Task prompt:
Express every line of the data below as a JSON list of strings, one string per line, omitting blank lines.

Input rows:
===
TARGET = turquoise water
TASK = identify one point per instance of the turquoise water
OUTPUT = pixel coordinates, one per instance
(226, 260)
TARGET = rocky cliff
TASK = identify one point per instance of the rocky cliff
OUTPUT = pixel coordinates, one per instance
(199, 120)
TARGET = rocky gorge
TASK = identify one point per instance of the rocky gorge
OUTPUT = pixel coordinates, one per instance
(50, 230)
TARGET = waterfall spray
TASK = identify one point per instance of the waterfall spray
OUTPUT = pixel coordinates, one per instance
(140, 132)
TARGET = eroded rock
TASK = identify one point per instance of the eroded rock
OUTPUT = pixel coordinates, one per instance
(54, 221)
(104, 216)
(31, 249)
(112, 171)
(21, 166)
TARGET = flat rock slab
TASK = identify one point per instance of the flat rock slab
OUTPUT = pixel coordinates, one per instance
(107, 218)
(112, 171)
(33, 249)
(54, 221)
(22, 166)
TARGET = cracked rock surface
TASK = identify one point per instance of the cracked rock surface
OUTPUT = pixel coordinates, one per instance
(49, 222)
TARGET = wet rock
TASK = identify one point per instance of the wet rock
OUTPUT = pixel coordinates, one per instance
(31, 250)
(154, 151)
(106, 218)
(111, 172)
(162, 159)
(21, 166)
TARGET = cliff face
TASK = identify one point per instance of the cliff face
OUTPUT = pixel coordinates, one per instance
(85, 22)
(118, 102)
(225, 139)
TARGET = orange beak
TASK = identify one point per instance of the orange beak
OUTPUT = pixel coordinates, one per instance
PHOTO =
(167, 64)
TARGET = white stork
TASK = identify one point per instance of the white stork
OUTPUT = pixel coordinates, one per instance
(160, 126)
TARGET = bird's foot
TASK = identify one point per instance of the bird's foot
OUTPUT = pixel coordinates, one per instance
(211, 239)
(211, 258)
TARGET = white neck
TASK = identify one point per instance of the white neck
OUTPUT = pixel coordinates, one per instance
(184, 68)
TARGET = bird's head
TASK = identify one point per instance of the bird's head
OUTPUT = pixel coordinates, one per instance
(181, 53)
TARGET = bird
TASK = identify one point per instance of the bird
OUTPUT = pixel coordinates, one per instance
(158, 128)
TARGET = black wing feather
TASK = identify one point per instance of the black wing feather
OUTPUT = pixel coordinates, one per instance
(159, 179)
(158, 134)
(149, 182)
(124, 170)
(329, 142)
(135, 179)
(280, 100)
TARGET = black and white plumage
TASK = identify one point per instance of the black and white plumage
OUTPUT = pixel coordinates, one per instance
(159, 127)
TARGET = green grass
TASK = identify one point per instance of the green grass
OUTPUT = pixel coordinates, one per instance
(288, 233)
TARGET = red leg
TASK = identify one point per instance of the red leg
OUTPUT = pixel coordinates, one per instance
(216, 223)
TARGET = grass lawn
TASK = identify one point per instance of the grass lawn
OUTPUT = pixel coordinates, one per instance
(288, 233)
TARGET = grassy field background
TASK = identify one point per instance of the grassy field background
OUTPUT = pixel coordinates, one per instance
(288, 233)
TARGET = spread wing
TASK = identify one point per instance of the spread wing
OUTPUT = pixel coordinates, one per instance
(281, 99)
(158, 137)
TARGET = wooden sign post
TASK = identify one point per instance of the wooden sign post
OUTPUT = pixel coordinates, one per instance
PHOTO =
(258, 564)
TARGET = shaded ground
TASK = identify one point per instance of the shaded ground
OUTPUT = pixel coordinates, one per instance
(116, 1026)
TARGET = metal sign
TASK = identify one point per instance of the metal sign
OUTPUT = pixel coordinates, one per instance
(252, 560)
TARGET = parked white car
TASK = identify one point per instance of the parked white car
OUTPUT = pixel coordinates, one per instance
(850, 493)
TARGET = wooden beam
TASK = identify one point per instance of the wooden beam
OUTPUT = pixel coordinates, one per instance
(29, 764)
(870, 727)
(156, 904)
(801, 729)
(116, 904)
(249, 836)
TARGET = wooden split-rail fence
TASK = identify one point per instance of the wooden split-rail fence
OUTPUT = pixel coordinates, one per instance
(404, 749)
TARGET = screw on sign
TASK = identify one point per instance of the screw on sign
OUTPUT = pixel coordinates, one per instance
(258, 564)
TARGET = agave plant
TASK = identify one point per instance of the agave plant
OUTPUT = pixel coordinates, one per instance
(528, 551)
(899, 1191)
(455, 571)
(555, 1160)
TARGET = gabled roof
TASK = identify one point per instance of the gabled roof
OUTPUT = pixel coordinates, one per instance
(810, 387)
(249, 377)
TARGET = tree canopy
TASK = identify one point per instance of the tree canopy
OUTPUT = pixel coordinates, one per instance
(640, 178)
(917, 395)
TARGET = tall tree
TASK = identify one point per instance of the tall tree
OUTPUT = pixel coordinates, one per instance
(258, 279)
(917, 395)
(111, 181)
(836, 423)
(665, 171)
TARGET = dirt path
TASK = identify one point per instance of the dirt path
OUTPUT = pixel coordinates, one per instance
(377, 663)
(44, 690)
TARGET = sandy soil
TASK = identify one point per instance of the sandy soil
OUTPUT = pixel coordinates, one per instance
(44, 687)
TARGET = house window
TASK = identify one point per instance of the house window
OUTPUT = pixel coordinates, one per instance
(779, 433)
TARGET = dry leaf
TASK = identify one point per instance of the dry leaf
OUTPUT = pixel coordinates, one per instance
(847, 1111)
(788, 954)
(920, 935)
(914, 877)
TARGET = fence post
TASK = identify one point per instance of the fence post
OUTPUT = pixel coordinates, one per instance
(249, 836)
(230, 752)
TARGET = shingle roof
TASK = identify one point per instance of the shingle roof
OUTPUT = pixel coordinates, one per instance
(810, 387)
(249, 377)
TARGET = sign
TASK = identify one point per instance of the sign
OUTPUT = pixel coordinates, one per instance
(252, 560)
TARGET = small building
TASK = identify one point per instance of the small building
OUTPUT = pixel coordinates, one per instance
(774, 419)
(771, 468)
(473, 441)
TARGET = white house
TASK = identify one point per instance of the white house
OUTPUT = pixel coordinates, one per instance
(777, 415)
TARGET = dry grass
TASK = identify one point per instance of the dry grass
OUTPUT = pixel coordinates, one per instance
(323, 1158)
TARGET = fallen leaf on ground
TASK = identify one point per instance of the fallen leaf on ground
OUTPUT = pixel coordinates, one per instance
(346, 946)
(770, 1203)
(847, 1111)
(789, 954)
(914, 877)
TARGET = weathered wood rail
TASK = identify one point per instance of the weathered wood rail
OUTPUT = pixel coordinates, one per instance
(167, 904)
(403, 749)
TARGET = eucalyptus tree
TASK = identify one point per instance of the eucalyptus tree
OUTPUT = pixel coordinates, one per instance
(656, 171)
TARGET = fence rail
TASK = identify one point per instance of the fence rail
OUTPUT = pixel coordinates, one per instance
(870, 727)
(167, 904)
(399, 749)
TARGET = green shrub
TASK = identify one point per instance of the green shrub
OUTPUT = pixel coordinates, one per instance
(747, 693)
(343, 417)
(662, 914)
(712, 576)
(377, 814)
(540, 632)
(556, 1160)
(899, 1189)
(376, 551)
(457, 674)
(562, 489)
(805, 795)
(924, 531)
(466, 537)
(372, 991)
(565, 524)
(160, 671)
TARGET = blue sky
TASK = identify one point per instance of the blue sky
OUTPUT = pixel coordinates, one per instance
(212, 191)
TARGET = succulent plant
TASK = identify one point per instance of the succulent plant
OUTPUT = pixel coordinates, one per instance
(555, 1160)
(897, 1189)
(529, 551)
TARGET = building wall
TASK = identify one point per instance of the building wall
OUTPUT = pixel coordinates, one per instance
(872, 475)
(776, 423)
===
The answer:
[
  "TARGET = turquoise water",
  "TASK = identify one point per instance of the turquoise water",
  "OUTPUT = pixel coordinates, one per instance",
  "(226, 260)",
  "TARGET = rocky cliff",
  "TASK = identify one point per instance of the rocky cliff",
  "OUTPUT = pixel coordinates, one per instance",
  "(199, 120)",
  "TARGET = rocky gorge",
  "TASK = identify one point per instance of the rocky gorge",
  "OUTPUT = pixel coordinates, one per instance",
  "(50, 230)",
  "TARGET = waterfall spray",
  "TASK = identify one point per instance of the waterfall spray",
  "OUTPUT = pixel coordinates, one per instance",
  "(140, 132)",
  "TARGET = eroded rock",
  "TASK = identify one point per instance of the eroded rock",
  "OUTPUT = pixel coordinates, one per instance",
  "(54, 221)",
  "(104, 216)",
  "(31, 249)",
  "(112, 171)",
  "(21, 166)",
  "TARGET = flat rock slab",
  "TASK = identify one point per instance of the flat rock slab",
  "OUTPUT = pixel coordinates, one per instance",
  "(107, 218)",
  "(112, 171)",
  "(33, 249)",
  "(54, 221)",
  "(22, 166)",
  "TARGET = cracked rock surface",
  "TASK = identify one point per instance of the cracked rock surface",
  "OUTPUT = pixel coordinates, one per instance",
  "(49, 222)",
  "TARGET = wet rock",
  "TASK = identify one point per instance of the wet rock",
  "OUTPUT = pixel coordinates, one per instance",
  "(31, 250)",
  "(154, 151)",
  "(106, 218)",
  "(111, 172)",
  "(162, 159)",
  "(21, 166)",
  "TARGET = cliff face",
  "TASK = identify one point per instance of the cliff face",
  "OUTPUT = pixel coordinates, one per instance",
  "(85, 22)",
  "(118, 102)",
  "(225, 139)",
  "TARGET = orange beak",
  "TASK = identify one point per instance of the orange beak",
  "OUTPUT = pixel coordinates, one per instance",
  "PHOTO =",
  "(167, 64)",
  "TARGET = white stork",
  "TASK = identify one point per instance of the white stork",
  "OUTPUT = pixel coordinates, one per instance",
  "(160, 126)",
  "TARGET = bird's foot",
  "TASK = identify one point per instance of the bird's foot",
  "OUTPUT = pixel coordinates, one per instance",
  "(211, 239)",
  "(211, 258)",
  "TARGET = white neck",
  "TASK = identify one point per instance of the white neck",
  "OUTPUT = pixel coordinates, one per instance",
  "(184, 68)",
  "TARGET = bird's head",
  "TASK = identify one point per instance of the bird's head",
  "OUTPUT = pixel coordinates, one per instance",
  "(181, 53)",
  "TARGET = bird",
  "TASK = identify one point per instance of the bird",
  "OUTPUT = pixel coordinates, one per instance",
  "(158, 128)",
  "TARGET = black wing feather",
  "TASK = identify one point per instance of the black wing feather",
  "OUTPUT = pixel coordinates, one per instance",
  "(159, 179)",
  "(158, 134)",
  "(149, 182)",
  "(124, 170)",
  "(329, 142)",
  "(135, 179)",
  "(280, 100)",
  "TARGET = black and white plumage",
  "TASK = identify one point per instance of the black and white plumage",
  "OUTPUT = pixel coordinates, one per instance",
  "(159, 127)",
  "TARGET = green grass",
  "TASK = identify one point per instance of the green grass",
  "OUTPUT = pixel coordinates, one per instance",
  "(288, 233)",
  "TARGET = red leg",
  "TASK = identify one point per instance of the red leg",
  "OUTPUT = pixel coordinates, one per instance",
  "(216, 223)",
  "TARGET = grass lawn",
  "TASK = identify one point per instance of the grass lawn",
  "OUTPUT = pixel coordinates, one per instance",
  "(288, 233)",
  "TARGET = grassy field background",
  "TASK = identify one point per instance of the grassy field background",
  "OUTPUT = pixel coordinates, one per instance",
  "(288, 233)",
  "TARGET = spread wing",
  "TASK = identify one point per instance of the spread wing",
  "OUTPUT = pixel coordinates, one per instance",
  "(281, 99)",
  "(158, 137)",
  "TARGET = wooden sign post",
  "TASK = identify one point per instance of the wooden sign post",
  "OUTPUT = pixel coordinates, one per instance",
  "PHOTO =",
  "(258, 564)",
  "TARGET = shaded ground",
  "TASK = identify one point per instance of the shaded ground",
  "OUTPUT = pixel coordinates, one per instance",
  "(116, 1026)",
  "TARGET = metal sign",
  "TASK = identify one point per instance of the metal sign",
  "OUTPUT = pixel coordinates, one per instance",
  "(252, 560)",
  "TARGET = parked white car",
  "TASK = identify one point per instance of the parked white car",
  "OUTPUT = pixel coordinates, one per instance",
  "(850, 493)",
  "TARGET = wooden beam",
  "TASK = identify one point per instance of the wooden beam",
  "OUTPUT = pixel coordinates, one per instance",
  "(29, 764)",
  "(870, 727)",
  "(156, 904)",
  "(801, 729)",
  "(116, 904)",
  "(249, 836)",
  "TARGET = wooden split-rail fence",
  "TASK = identify one point per instance of the wooden split-rail fence",
  "OUTPUT = pixel coordinates, one per instance",
  "(404, 749)",
  "TARGET = screw on sign",
  "TASK = identify one point per instance of the screw on sign",
  "OUTPUT = pixel coordinates, one per instance",
  "(258, 564)",
  "TARGET = agave plant",
  "TASK = identify one point per instance of the agave plant",
  "OUTPUT = pixel coordinates, one per instance",
  "(528, 551)",
  "(899, 1191)",
  "(455, 571)",
  "(555, 1160)",
  "TARGET = gabled roof",
  "TASK = identify one point per instance of the gabled roof",
  "OUTPUT = pixel coordinates, one per instance",
  "(810, 387)",
  "(249, 377)",
  "TARGET = tree canopy",
  "TASK = identify one point per instance of the tree canopy",
  "OUTPUT = pixel coordinates, one per instance",
  "(640, 178)",
  "(917, 395)",
  "TARGET = tall tree",
  "TASK = identify one point per instance of the tall tree",
  "OUTPUT = pixel coordinates, one per instance",
  "(258, 279)",
  "(917, 395)",
  "(111, 181)",
  "(836, 423)",
  "(665, 171)",
  "TARGET = dirt path",
  "TASK = identify one point per instance of the dirt path",
  "OUTPUT = pixel coordinates, one per instance",
  "(377, 663)",
  "(44, 690)",
  "TARGET = sandy soil",
  "TASK = identify one point per instance of the sandy soil",
  "OUTPUT = pixel coordinates, one per instance",
  "(44, 687)",
  "TARGET = house window",
  "TASK = identify one point per instance of the house window",
  "OUTPUT = pixel coordinates, one per instance",
  "(779, 433)",
  "TARGET = dry leaf",
  "TASK = identify one point per instance of the dry leaf",
  "OUTPUT = pixel coordinates, one per instance",
  "(847, 1111)",
  "(788, 954)",
  "(920, 935)",
  "(914, 877)",
  "TARGET = fence post",
  "TASK = identify one point per instance of the fence post",
  "OUTPUT = pixel coordinates, one per instance",
  "(249, 836)",
  "(230, 752)",
  "TARGET = shingle roof",
  "TASK = identify one point per instance of the shingle roof",
  "OUTPUT = pixel coordinates, one per instance",
  "(810, 387)",
  "(249, 377)",
  "TARGET = sign",
  "TASK = identify one point per instance of the sign",
  "OUTPUT = pixel coordinates, one per instance",
  "(252, 560)",
  "TARGET = small building",
  "TASK = identify one point per instance of the small building",
  "OUTPUT = pixel coordinates, one per instance",
  "(774, 419)",
  "(771, 468)",
  "(473, 441)",
  "TARGET = white house",
  "TASK = identify one point per instance of the white house",
  "OUTPUT = pixel coordinates, one per instance",
  "(777, 415)",
  "TARGET = dry grass",
  "TASK = identify one point per instance of the dry grass",
  "OUTPUT = pixel coordinates, one per instance",
  "(323, 1158)",
  "TARGET = fallen leaf on ground",
  "TASK = identify one point per instance of the fallen leaf on ground",
  "OUTPUT = pixel coordinates, one per instance",
  "(346, 946)",
  "(770, 1203)",
  "(847, 1111)",
  "(789, 954)",
  "(914, 877)",
  "TARGET = weathered wood rail",
  "TASK = identify one point per instance of the weathered wood rail",
  "OUTPUT = pixel coordinates, one per instance",
  "(167, 904)",
  "(403, 749)",
  "TARGET = eucalyptus tree",
  "TASK = identify one point per instance of the eucalyptus tree",
  "OUTPUT = pixel coordinates, one per instance",
  "(656, 171)",
  "TARGET = fence rail",
  "TASK = identify one point per instance of the fence rail",
  "OUTPUT = pixel coordinates, one per instance",
  "(870, 727)",
  "(167, 904)",
  "(399, 749)",
  "TARGET = green shrub",
  "TASK = identify one point per instance of the green shrub",
  "OUTPUT = pixel coordinates, one per instance",
  "(747, 693)",
  "(343, 417)",
  "(662, 914)",
  "(712, 576)",
  "(377, 814)",
  "(540, 632)",
  "(556, 1160)",
  "(899, 1189)",
  "(376, 551)",
  "(457, 674)",
  "(562, 489)",
  "(805, 795)",
  "(924, 531)",
  "(466, 537)",
  "(372, 991)",
  "(565, 524)",
  "(160, 671)",
  "TARGET = blue sky",
  "TASK = identify one point per instance of the blue sky",
  "OUTPUT = pixel coordinates, one per instance",
  "(212, 191)",
  "TARGET = succulent plant",
  "TASK = identify one point per instance of the succulent plant",
  "OUTPUT = pixel coordinates, one per instance",
  "(555, 1160)",
  "(897, 1189)",
  "(529, 551)",
  "TARGET = building wall",
  "TASK = identify one point per instance of the building wall",
  "OUTPUT = pixel coordinates, one per instance",
  "(872, 475)",
  "(776, 423)"
]